[Work task]
For each line below that holds the word "windshield", make a copy.

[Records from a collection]
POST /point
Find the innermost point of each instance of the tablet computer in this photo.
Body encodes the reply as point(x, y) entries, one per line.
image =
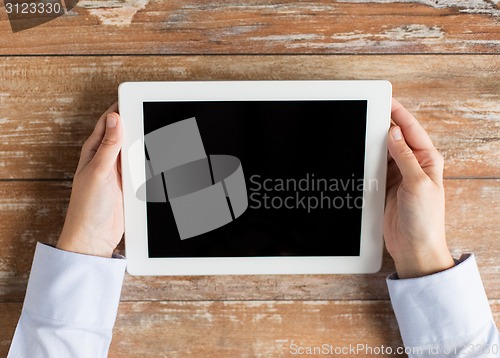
point(254, 177)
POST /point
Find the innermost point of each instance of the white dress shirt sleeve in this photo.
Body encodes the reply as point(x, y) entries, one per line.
point(70, 305)
point(445, 314)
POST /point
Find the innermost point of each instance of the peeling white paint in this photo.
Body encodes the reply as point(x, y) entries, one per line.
point(114, 12)
point(466, 6)
point(286, 38)
point(414, 31)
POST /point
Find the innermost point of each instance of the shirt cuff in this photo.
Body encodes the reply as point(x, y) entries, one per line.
point(78, 289)
point(440, 307)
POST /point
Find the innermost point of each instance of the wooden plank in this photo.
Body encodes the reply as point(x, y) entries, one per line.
point(49, 105)
point(257, 27)
point(243, 329)
point(31, 211)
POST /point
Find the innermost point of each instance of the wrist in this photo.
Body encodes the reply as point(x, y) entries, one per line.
point(423, 264)
point(85, 247)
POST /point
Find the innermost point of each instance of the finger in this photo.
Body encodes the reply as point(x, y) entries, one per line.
point(415, 135)
point(419, 141)
point(403, 156)
point(107, 153)
point(94, 141)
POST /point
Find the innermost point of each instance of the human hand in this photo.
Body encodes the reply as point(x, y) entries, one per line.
point(94, 221)
point(414, 223)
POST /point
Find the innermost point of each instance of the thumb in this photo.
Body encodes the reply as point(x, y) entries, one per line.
point(111, 144)
point(403, 156)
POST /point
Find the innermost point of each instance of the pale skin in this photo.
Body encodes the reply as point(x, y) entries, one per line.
point(414, 230)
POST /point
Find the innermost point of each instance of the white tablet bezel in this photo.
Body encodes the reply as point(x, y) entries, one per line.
point(378, 95)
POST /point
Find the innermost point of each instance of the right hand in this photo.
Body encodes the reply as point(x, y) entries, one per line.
point(414, 223)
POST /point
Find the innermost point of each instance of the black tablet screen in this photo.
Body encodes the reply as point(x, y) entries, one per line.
point(302, 164)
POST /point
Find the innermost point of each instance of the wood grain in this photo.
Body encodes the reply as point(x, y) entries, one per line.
point(262, 27)
point(241, 329)
point(34, 211)
point(49, 105)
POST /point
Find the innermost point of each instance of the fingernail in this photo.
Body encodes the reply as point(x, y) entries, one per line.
point(396, 133)
point(111, 121)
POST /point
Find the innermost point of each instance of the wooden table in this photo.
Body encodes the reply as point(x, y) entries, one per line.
point(56, 79)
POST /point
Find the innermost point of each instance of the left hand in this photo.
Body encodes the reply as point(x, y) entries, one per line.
point(94, 222)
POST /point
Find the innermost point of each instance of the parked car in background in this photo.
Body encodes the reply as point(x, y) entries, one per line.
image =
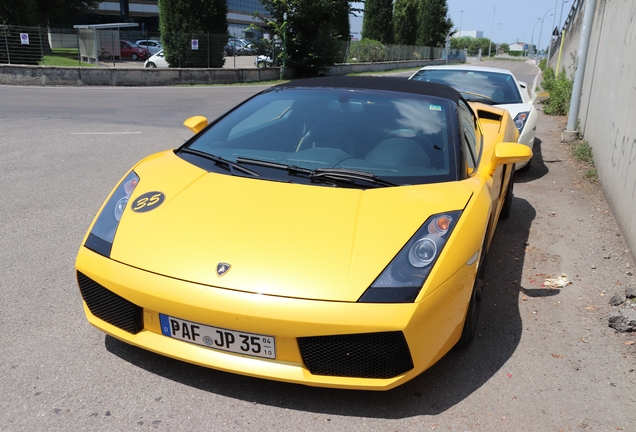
point(157, 61)
point(237, 47)
point(153, 46)
point(262, 61)
point(132, 51)
point(492, 86)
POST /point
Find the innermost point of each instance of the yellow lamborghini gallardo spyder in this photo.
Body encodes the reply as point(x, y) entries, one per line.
point(328, 232)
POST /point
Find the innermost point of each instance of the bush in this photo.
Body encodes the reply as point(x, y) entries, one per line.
point(560, 90)
point(183, 21)
point(367, 50)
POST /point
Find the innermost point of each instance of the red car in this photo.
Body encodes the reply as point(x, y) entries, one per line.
point(132, 51)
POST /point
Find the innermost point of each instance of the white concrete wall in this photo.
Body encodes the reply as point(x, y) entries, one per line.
point(607, 113)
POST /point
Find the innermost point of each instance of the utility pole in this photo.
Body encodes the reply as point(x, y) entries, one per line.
point(492, 29)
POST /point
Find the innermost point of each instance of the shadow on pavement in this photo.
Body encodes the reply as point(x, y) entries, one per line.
point(451, 380)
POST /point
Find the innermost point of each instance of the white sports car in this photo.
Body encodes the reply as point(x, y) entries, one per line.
point(157, 61)
point(492, 86)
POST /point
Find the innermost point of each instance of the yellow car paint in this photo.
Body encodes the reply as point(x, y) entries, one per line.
point(165, 262)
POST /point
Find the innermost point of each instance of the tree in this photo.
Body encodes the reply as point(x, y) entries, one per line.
point(405, 21)
point(313, 29)
point(377, 23)
point(184, 21)
point(434, 23)
point(43, 12)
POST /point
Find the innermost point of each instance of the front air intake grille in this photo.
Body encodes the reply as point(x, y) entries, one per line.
point(365, 355)
point(110, 307)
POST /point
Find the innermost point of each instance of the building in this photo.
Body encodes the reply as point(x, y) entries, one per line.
point(470, 33)
point(146, 12)
point(518, 46)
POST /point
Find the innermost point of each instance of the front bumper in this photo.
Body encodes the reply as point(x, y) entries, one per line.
point(430, 327)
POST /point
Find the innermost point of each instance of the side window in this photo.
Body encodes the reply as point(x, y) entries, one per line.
point(471, 139)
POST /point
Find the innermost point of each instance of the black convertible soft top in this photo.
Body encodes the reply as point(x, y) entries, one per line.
point(379, 83)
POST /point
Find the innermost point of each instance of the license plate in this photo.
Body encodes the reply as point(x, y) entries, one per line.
point(218, 338)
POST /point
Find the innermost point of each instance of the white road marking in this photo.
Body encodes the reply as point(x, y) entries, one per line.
point(104, 133)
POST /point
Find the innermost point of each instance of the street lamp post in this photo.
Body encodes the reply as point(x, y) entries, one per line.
point(492, 29)
point(498, 33)
point(540, 31)
point(282, 70)
point(552, 28)
point(532, 40)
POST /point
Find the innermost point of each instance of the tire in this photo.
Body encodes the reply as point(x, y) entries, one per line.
point(526, 168)
point(507, 206)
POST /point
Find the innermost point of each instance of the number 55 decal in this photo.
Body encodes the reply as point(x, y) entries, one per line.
point(148, 201)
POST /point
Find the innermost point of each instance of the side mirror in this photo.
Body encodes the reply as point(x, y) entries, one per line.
point(507, 153)
point(196, 123)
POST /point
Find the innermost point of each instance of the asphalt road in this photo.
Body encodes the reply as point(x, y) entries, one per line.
point(543, 360)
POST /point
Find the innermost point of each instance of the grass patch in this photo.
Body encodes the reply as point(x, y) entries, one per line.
point(583, 153)
point(560, 90)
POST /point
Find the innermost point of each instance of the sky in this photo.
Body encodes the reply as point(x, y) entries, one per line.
point(508, 22)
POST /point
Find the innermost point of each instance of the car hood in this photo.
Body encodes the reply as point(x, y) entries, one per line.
point(281, 239)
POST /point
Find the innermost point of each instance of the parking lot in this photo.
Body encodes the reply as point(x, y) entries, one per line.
point(544, 359)
point(232, 62)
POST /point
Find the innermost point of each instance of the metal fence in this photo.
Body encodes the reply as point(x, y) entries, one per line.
point(31, 45)
point(371, 51)
point(23, 45)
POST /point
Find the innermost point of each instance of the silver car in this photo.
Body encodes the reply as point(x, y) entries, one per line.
point(492, 86)
point(157, 61)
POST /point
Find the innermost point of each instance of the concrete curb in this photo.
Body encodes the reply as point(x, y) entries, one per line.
point(112, 76)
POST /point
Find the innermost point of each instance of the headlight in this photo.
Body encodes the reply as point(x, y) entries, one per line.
point(520, 120)
point(101, 237)
point(403, 278)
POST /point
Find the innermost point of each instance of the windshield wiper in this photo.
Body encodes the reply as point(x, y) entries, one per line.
point(275, 165)
point(231, 166)
point(348, 175)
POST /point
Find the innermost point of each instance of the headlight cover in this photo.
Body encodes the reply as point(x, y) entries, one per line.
point(403, 278)
point(521, 119)
point(101, 237)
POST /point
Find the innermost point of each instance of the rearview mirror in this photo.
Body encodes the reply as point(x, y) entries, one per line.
point(196, 123)
point(507, 153)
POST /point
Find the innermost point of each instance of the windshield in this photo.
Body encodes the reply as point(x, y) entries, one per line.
point(475, 85)
point(395, 138)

[Completed exercise]
Find the innermost point of each instance of the windshield wiper in this photo.
Find the innermost point of each instance of the windshield in this photo.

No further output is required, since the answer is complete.